- _Abgedruckter Text_:
:::::

Dabei sind die gesprochenen und gesungenen Texte, auch in der deutschen Übertitelung, inhaltlich leicht verständlich. Sehr viel schwerer zu begreifen sind die Zusammenhänge und Hintergründe. Vorschnelle Zuordnungen und Interpretationen führen in die Irre. „Ein Hörspiel der Träume“ hat Peter Sellars seine Inszenierung genannt, und wirklich vermittelt diese Komposition aus Sprache, Gesang, Musik und Licht das Erleben eines Traums.
Literaturnobelpreisträgerin Toni Morrison hat Shakespeares Desdemona zum Reden gebracht. Othellos passives Opfer erweist sich als starke Frau. Nach ihrem Tod erzählt sie von ihrem Leben und erklärt, weshalb sie sich widerstandslos und schweigend von ihrem Ehemann ermorden ließ.
Das Stück ist sehr viel mehr als eine Geisterbeschwörung. Schauplatz ist eine Welt, in der nicht mehr gestorben wird und aus der Konflikte nicht hinausgeschafft werden können. Probleme aus dem früheren Leben begleiten die Verstorbenen so lange, bis sie gelöst sind, und die Zeit für die Lösung ist unbegrenzt.
Desdemona begegnet ihrer afrikanischen Kinderfrau Barbary, die der venezianischen Senatorentochter Lieder aus Afrika vorgesungen hat. Barbary ist an gebrochenem Herzen gestorben, und Desdemona hat sich gefragt, ob der Verrat eines Liebhabers schwerer wiege als der Verrat an sich selbst. Aber auch Desdemona stirbt an gebrochenem Herzen.
Tina Benko bringt den poetischen Text von Toni Morrison zum Klingen und lässt Desdemona lebendig werden, eine selbstbewusste junge Frau, die sich gegen gesellschaftliche Zwänge zur Wehr setzt und sich, gegen den Willen ihres Vaters, für den Mann entscheidet, den sie liebt.
Auch Othello spricht durch Tina Benko mit tiefer, gurgelnder Stimme mit fremdem Akzent.
Während sie spricht, verändert Tina Benko ganz leicht ihre Körperhaltung und ihre Bewegungen, und die schlanke, blonde Schauspielerin lässt den kräftigen, dunkelhäutigen Feldherrn sichtbar werden.
Auch in die um ihre Kinder trauernden Mütter von Desdemona und Othello verwandelt sich Tina Benko mit ganz sparsamen Mitteln, wobei die Ähnlichkeit der Mütter mit ihren Kindern in den Stimmen deutlich wird, die Benko ihnen verleiht.
Der Europäerin, die das Herz auf der Zunge trägt, steht die geheimnisvolle Afrikanerin gegenüber. Die in Mali geborene Sängerin, Komponistin und Gitarristin Rokia Traoré drückt in ihren Liedern aus, was mit Worten allein nicht gesagt werden kann. Musik und Gesang interpretieren die von Tina Benko gestalteten Texte, führen sie weiter aus und machen sie anschaulich.

:::::

Eine Reihe von Datensätzen
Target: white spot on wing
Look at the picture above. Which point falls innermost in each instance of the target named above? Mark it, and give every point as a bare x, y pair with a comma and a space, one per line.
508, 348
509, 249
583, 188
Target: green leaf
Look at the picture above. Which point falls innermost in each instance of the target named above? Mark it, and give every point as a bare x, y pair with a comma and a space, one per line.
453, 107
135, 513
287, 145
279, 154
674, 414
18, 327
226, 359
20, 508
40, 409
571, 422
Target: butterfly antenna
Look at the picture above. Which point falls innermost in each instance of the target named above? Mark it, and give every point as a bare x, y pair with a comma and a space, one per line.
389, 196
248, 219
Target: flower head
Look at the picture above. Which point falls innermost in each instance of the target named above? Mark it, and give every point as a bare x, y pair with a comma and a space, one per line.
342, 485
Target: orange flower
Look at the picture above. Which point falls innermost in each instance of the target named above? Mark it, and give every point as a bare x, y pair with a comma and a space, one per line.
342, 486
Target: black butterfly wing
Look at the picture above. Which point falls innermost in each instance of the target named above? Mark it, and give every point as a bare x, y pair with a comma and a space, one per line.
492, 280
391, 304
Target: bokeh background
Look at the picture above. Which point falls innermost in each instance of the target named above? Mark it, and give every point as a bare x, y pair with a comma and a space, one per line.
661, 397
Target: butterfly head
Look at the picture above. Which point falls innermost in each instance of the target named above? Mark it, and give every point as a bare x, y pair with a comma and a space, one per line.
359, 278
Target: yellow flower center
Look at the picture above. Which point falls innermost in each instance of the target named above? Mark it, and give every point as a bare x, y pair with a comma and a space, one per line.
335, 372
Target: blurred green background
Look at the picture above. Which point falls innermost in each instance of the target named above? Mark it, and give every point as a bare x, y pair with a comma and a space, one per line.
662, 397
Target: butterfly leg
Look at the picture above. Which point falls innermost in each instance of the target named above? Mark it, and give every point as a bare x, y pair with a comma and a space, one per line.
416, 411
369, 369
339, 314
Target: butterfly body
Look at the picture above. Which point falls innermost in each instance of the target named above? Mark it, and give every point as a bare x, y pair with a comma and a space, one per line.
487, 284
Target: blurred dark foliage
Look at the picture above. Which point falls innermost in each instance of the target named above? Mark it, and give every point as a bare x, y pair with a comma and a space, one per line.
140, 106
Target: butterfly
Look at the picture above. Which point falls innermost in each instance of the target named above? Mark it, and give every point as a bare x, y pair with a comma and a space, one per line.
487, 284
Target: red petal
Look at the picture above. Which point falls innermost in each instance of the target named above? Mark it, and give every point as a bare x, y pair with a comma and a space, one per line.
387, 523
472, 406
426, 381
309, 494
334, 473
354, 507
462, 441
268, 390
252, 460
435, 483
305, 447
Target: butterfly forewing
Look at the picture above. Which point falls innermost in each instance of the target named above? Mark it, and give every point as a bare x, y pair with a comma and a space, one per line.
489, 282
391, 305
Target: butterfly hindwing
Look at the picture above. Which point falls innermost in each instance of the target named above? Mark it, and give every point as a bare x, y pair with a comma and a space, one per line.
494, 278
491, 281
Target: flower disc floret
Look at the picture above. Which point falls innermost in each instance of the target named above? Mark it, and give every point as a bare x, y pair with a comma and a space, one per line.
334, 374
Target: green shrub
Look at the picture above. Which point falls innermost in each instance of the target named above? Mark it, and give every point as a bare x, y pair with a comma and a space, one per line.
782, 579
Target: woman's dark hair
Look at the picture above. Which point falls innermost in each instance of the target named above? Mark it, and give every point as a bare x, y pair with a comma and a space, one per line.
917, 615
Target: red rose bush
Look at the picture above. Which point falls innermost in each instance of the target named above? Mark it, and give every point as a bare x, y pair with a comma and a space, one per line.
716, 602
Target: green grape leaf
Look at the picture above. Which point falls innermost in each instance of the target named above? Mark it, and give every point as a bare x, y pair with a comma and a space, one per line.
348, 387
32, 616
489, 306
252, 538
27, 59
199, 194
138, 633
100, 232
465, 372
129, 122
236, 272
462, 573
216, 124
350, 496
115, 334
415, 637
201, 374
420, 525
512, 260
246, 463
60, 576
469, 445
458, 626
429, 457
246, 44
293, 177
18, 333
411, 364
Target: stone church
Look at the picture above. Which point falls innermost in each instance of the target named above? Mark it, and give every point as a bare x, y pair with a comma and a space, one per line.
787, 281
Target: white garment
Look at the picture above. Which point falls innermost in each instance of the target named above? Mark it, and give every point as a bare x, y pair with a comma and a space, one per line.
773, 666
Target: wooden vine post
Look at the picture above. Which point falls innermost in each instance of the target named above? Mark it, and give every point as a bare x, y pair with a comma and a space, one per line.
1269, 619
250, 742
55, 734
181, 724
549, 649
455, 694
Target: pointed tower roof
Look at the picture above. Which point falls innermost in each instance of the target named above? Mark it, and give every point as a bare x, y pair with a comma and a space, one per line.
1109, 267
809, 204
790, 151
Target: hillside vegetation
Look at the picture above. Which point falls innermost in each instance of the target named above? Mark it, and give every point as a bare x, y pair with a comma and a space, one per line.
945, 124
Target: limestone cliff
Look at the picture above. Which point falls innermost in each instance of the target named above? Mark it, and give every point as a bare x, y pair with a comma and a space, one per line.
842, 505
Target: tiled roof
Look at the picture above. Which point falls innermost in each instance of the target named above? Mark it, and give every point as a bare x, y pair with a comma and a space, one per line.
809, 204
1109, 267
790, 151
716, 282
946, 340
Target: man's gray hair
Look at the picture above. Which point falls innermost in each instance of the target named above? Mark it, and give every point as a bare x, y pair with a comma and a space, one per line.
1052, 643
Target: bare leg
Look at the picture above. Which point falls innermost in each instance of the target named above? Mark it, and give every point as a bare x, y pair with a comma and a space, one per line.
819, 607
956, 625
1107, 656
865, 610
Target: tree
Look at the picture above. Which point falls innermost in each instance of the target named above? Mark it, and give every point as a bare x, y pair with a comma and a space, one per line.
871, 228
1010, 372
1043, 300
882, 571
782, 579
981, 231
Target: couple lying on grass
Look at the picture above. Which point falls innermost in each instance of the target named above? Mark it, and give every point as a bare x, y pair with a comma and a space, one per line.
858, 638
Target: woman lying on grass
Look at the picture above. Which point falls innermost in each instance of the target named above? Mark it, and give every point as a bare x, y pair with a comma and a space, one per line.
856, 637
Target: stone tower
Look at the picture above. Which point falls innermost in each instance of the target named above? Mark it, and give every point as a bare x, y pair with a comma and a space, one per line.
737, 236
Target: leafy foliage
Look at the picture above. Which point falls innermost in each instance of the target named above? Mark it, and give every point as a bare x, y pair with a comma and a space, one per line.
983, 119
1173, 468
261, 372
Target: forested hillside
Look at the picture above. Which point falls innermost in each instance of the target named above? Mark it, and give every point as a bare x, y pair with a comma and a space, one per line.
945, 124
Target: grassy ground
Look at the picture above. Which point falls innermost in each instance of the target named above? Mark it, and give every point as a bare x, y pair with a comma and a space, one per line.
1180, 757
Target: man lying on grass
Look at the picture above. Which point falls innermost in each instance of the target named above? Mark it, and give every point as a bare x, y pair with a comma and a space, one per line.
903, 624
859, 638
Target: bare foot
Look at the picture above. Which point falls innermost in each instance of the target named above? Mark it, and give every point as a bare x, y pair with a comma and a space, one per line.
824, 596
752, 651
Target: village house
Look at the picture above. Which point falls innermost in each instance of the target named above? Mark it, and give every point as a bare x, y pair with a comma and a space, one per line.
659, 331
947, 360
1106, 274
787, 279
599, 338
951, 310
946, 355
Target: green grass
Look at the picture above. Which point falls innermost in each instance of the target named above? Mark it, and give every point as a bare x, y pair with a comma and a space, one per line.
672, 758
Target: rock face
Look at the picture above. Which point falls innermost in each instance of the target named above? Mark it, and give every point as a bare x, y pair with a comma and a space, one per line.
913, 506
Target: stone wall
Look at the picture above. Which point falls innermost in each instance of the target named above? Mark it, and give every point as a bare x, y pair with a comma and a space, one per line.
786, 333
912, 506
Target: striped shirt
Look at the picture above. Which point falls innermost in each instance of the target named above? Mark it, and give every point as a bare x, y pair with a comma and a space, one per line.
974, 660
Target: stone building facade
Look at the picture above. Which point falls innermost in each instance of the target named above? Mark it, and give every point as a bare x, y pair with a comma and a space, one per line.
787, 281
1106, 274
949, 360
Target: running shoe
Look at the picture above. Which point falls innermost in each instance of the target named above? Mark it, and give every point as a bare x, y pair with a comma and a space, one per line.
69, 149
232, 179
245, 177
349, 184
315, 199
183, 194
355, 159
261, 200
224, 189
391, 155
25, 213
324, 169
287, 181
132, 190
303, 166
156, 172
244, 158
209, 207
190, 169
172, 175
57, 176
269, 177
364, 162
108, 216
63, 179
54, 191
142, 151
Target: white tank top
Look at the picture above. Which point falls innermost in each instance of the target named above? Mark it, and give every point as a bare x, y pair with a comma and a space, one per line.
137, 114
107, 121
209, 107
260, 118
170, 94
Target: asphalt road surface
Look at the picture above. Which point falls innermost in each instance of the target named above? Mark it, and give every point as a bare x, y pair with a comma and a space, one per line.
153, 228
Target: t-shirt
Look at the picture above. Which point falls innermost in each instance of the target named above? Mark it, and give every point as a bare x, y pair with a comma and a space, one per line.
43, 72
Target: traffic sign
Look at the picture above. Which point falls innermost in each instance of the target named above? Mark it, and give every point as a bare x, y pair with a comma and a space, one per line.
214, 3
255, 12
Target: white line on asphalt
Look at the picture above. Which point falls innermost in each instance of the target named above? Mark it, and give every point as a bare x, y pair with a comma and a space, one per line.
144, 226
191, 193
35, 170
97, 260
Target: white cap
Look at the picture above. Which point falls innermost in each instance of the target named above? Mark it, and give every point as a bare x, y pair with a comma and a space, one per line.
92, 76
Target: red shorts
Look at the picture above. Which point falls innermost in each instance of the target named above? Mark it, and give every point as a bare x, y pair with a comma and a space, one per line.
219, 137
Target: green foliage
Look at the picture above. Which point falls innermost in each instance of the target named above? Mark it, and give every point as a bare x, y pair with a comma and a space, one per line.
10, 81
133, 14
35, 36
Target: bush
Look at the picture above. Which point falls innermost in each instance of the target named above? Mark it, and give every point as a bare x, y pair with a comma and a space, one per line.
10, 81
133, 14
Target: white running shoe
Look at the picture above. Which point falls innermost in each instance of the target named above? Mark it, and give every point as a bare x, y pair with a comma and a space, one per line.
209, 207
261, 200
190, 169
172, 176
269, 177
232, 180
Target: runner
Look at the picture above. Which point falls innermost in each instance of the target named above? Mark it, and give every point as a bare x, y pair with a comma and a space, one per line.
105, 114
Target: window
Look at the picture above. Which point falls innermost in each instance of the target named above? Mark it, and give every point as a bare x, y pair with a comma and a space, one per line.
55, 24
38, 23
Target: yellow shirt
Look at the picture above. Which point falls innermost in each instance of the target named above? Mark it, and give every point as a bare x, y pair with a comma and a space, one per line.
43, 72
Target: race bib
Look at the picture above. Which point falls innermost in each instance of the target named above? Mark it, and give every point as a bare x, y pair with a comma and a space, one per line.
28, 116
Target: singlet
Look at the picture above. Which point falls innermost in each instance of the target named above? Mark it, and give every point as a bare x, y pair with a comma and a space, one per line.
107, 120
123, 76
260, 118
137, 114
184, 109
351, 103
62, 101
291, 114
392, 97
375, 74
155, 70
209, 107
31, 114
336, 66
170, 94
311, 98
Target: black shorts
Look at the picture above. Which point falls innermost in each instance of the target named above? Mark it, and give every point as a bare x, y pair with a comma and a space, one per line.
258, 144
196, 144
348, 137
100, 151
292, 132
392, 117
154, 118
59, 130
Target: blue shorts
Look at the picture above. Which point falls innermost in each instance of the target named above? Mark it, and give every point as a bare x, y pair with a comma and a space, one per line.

:::::

- _Aufgabe 1_:
Beantworte die folgenden Fragen zum Text über Peter Sellars' Inszenierung.
(a) Wie hat Peter Sellars seine Inszenierung genannt?
(b) Wie heißt Desdemonas afrikanische Kinderfrau?
(c) In welchem Land wurde Rokia Traoré geboren?
- _Aufgabe 2_: Gib aus dem Text über Peter Sellars' Inszenierung den Abschnitt zwischen „Literaturnobelpreisträgerin Toni Morrison“ und „Lösung ist unbegrenzt.“ einschließlich wortgetreu wieder.
- _Aufgabe 3_: Fasse im Text über Peter Sellars' Inszenierung den Absatz, der mit „Der Europäerin, die das Herz“ beginnt, in Stichpunkten zusammen.

- _Lösung 1_:
(a) „Ein Hörspiel der Träume“
(b) Barbary
(c) In Mali

- _Lösung 2_:
Literaturnobelpreisträgerin Toni Morrison hat Shakespeares Desdemona zum Reden gebracht. Othellos passives Opfer erweist sich als starke Frau. Nach ihrem Tod erzählt sie von ihrem Leben und erklärt, weshalb sie sich widerstandslos und schweigend von ihrem Ehemann ermorden ließ.
Das Stück ist sehr viel mehr als eine Geisterbeschwörung. Schauplatz ist eine Welt, in der nicht mehr gestorben wird und aus der Konflikte nicht hinausgeschafft werden können. Probleme aus dem früheren Leben begleiten die Verstorbenen so lange, bis sie gelöst sind, und die Zeit für die Lösung ist unbegrenzt.

- _Lösung 3_:
- Die Europäerin, die das Herz auf der Zunge trägt, steht der geheimnisvollen Afrikanerin gegenüber.
- Rokia Traoré ist in Mali geboren und Sängerin, Komponistin und Gitarristin.
- Ihre Lieder drücken aus, was mit Worten allein nicht gesagt werden kann.
- Musik und Gesang interpretieren die von Tina Benko gestalteten Texte, führen sie weiter aus und machen sie anschaulich.